EXERCISE OBJECTIVE – Copy the line with "Where in the photo above can the woman's neck" and all lines following it through the last line of the entries, exactly as written.

MATERIAL –
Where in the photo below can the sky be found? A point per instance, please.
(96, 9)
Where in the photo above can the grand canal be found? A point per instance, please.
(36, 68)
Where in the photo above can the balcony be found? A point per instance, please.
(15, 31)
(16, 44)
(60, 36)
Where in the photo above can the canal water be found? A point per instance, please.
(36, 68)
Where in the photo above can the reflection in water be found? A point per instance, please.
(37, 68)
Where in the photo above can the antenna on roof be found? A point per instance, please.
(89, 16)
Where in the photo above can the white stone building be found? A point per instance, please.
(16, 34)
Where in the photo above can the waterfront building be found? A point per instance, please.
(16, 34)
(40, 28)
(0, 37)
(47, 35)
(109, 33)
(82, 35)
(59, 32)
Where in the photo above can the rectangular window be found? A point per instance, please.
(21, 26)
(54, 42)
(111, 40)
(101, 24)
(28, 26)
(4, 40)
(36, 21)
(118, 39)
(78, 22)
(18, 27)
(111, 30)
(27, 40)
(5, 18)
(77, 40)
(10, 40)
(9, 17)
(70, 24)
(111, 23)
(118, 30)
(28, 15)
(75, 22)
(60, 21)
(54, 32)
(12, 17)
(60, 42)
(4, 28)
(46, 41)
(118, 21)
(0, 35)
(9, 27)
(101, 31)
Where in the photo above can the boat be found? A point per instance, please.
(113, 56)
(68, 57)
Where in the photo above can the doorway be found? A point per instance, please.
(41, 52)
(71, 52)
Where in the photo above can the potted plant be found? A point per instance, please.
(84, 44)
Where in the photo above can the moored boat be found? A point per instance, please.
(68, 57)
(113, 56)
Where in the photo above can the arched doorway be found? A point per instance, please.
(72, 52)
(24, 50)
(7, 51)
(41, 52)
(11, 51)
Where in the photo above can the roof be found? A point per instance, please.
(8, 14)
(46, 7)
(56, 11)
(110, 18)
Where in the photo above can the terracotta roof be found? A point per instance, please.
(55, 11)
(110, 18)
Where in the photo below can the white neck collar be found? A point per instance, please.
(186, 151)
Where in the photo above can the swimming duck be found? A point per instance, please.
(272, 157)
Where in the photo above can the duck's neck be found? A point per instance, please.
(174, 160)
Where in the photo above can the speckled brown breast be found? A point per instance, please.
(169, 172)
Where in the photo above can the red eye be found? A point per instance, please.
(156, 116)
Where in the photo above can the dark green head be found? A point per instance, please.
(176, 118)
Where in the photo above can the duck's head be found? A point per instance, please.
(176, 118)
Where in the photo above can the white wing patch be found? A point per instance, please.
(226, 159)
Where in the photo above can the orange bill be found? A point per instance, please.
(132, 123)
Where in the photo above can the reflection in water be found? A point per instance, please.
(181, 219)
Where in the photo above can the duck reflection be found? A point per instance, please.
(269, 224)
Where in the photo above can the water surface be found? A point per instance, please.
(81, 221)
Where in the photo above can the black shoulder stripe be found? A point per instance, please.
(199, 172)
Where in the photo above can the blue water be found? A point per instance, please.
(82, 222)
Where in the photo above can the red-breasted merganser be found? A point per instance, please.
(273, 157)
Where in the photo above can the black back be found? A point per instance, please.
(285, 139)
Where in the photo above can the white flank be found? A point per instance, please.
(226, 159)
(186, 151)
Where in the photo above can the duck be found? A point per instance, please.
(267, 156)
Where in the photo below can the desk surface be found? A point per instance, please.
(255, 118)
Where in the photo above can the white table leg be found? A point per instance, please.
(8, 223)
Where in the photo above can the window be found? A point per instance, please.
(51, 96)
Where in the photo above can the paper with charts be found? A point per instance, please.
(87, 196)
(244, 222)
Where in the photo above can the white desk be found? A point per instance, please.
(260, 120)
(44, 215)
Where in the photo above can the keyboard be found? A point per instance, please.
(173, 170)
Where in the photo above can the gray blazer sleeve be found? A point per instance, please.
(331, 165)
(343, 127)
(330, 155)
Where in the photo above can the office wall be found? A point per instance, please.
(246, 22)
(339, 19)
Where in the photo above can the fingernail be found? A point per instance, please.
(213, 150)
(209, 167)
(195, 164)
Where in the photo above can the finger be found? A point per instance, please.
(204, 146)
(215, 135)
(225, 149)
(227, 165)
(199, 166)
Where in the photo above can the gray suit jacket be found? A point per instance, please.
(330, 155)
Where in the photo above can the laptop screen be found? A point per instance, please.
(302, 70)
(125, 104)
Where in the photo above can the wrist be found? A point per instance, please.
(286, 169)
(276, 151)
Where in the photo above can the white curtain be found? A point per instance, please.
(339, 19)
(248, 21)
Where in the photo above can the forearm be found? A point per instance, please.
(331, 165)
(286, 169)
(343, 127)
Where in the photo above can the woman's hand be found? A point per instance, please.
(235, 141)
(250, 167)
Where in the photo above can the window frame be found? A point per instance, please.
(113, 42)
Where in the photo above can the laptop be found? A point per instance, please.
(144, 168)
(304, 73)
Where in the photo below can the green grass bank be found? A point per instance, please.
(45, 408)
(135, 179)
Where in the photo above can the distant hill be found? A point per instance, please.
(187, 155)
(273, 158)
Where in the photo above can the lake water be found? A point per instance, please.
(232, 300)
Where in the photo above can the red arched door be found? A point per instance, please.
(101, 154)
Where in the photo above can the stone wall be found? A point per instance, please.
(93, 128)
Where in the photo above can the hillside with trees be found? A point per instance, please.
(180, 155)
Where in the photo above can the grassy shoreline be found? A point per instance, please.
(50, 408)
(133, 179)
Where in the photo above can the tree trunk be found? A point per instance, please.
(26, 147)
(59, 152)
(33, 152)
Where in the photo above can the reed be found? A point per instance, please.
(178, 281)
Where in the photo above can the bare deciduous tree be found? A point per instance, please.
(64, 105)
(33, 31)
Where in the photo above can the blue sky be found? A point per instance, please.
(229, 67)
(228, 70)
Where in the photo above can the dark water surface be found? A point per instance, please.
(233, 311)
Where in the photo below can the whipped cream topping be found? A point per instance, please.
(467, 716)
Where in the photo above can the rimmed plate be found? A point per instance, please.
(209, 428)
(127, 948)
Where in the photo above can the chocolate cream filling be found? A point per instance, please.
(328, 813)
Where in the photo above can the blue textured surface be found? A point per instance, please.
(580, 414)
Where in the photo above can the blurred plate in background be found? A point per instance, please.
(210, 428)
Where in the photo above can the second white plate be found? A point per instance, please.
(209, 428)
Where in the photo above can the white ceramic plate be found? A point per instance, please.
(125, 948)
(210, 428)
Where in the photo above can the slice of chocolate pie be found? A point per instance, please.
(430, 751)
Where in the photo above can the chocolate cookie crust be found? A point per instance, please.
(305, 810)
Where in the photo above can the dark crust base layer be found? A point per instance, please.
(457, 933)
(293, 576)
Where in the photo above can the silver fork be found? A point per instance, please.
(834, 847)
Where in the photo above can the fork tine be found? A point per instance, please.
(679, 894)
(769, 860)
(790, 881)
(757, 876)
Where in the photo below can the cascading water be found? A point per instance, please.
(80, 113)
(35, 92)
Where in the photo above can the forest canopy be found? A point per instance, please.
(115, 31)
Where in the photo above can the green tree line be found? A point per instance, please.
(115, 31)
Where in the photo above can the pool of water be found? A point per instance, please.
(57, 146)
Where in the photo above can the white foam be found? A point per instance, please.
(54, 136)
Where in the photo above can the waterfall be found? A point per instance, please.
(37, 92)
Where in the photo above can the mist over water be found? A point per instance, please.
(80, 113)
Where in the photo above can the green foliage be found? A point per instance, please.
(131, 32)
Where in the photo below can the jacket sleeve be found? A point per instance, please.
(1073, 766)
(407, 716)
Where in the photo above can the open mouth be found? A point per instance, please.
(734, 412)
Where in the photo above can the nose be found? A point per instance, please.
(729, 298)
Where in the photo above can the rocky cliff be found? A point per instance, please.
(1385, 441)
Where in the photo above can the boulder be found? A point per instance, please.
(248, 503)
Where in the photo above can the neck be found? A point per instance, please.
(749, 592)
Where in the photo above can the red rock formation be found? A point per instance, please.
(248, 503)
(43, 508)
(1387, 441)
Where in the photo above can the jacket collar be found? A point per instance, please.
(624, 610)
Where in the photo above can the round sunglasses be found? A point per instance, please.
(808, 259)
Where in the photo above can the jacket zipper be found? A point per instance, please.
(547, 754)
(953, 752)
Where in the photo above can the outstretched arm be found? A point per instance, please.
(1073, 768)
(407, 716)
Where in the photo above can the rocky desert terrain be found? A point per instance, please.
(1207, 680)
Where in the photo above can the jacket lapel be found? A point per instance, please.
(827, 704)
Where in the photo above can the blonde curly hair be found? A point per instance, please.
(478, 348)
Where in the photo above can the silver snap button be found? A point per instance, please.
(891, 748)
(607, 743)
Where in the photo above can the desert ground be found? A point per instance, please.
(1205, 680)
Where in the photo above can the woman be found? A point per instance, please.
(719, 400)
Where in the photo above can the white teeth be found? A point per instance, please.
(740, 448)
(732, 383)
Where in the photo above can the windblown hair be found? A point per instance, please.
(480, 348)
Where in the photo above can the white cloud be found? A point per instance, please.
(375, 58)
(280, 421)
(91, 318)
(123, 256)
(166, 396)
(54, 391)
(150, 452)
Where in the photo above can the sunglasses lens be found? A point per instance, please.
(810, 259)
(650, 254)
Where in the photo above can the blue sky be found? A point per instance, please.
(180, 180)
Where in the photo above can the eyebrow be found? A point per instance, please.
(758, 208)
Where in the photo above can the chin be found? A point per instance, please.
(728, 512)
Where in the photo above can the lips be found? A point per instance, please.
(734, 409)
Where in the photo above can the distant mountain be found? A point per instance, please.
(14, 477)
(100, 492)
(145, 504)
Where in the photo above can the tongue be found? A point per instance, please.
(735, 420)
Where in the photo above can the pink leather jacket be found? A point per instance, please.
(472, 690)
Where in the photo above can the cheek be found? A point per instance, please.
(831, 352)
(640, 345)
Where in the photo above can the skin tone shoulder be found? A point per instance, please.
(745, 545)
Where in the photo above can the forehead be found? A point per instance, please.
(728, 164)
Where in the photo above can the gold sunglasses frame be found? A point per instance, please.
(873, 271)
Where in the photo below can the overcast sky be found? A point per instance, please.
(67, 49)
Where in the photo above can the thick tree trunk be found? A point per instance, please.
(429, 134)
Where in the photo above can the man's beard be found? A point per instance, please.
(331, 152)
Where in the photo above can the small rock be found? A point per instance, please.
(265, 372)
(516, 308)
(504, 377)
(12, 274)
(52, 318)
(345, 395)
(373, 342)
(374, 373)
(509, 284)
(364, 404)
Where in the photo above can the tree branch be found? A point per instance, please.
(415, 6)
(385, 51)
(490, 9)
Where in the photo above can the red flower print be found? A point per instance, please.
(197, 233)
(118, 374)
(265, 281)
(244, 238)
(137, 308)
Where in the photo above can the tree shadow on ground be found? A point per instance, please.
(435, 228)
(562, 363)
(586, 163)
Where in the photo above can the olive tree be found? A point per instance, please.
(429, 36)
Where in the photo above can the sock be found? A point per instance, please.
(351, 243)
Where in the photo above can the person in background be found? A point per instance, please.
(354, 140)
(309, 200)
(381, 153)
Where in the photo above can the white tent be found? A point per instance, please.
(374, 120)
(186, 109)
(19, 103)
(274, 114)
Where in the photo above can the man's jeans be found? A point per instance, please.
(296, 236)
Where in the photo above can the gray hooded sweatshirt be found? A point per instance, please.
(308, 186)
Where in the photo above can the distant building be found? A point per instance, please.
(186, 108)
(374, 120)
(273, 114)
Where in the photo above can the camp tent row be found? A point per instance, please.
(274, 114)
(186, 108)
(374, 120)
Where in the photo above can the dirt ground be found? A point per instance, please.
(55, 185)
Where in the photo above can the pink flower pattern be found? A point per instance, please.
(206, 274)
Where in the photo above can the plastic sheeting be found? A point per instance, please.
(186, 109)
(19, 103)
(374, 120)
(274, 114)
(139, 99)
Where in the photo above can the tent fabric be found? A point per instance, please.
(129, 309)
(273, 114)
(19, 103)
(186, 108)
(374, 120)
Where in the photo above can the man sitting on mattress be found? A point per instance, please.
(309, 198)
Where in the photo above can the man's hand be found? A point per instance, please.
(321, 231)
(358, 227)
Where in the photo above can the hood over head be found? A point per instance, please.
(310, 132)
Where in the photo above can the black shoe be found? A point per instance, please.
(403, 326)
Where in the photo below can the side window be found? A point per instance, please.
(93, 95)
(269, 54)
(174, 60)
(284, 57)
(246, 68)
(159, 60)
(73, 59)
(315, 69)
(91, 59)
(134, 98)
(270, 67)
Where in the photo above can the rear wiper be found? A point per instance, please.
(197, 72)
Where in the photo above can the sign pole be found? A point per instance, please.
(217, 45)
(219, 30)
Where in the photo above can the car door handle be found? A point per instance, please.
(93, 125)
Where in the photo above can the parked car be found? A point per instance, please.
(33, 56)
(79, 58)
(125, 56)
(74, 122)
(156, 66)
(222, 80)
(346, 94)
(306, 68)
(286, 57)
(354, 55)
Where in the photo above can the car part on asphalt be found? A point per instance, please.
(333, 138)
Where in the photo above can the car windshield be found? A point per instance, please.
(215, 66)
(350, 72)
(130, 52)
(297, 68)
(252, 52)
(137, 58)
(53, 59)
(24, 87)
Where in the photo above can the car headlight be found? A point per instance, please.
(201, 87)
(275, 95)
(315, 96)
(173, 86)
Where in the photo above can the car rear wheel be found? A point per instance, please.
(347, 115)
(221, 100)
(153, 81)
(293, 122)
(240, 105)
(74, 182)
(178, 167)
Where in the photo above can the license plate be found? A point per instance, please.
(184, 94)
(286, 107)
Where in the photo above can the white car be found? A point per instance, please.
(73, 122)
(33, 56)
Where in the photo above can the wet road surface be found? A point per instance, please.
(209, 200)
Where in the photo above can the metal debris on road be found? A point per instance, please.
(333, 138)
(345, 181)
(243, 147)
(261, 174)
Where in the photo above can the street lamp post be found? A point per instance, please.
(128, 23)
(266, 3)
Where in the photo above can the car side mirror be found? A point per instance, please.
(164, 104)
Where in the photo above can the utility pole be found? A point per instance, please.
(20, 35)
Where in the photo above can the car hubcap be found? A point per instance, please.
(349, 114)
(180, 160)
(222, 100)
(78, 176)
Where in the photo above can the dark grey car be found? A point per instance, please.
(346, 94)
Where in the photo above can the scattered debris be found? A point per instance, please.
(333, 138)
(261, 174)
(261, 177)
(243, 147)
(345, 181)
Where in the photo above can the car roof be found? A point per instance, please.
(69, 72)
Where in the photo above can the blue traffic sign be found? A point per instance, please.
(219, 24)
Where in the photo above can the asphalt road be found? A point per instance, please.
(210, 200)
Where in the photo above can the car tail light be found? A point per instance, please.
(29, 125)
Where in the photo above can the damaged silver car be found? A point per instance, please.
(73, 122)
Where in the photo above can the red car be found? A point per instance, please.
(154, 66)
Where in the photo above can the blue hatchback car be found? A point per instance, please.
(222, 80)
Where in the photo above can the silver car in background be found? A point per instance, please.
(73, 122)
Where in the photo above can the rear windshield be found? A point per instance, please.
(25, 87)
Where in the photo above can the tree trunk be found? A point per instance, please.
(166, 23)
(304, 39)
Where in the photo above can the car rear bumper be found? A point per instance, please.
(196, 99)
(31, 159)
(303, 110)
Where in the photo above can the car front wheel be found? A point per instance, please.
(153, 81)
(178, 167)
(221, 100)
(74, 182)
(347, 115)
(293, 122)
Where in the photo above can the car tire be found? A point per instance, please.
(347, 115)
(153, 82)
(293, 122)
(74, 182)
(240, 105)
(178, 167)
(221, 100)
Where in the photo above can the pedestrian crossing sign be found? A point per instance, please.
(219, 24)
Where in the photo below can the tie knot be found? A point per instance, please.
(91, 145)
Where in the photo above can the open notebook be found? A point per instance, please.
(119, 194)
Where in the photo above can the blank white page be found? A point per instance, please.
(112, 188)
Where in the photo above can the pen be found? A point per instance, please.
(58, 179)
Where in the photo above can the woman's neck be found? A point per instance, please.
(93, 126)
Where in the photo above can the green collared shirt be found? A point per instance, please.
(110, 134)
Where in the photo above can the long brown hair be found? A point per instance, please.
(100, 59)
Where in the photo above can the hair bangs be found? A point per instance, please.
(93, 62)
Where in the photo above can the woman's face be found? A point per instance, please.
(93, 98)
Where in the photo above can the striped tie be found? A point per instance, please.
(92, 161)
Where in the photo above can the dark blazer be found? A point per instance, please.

WRITTEN SOLUTION –
Where in the photo above can the woman's neck be found? A point per instance, please.
(93, 126)
Where in the photo above can the green collared shirt be found? A point per instance, please.
(110, 134)
Where in the photo above can the long brown hair be found? A point per instance, please.
(100, 59)
Where in the photo above can the hair bangs be found? A point per instance, please.
(93, 62)
Where in the photo above can the woman's face be found? A point per instance, please.
(93, 98)
Where in the photo above can the striped tie be found? A point per instance, please.
(92, 161)
Where in the photo above can the dark blazer be found? A point per instance, please.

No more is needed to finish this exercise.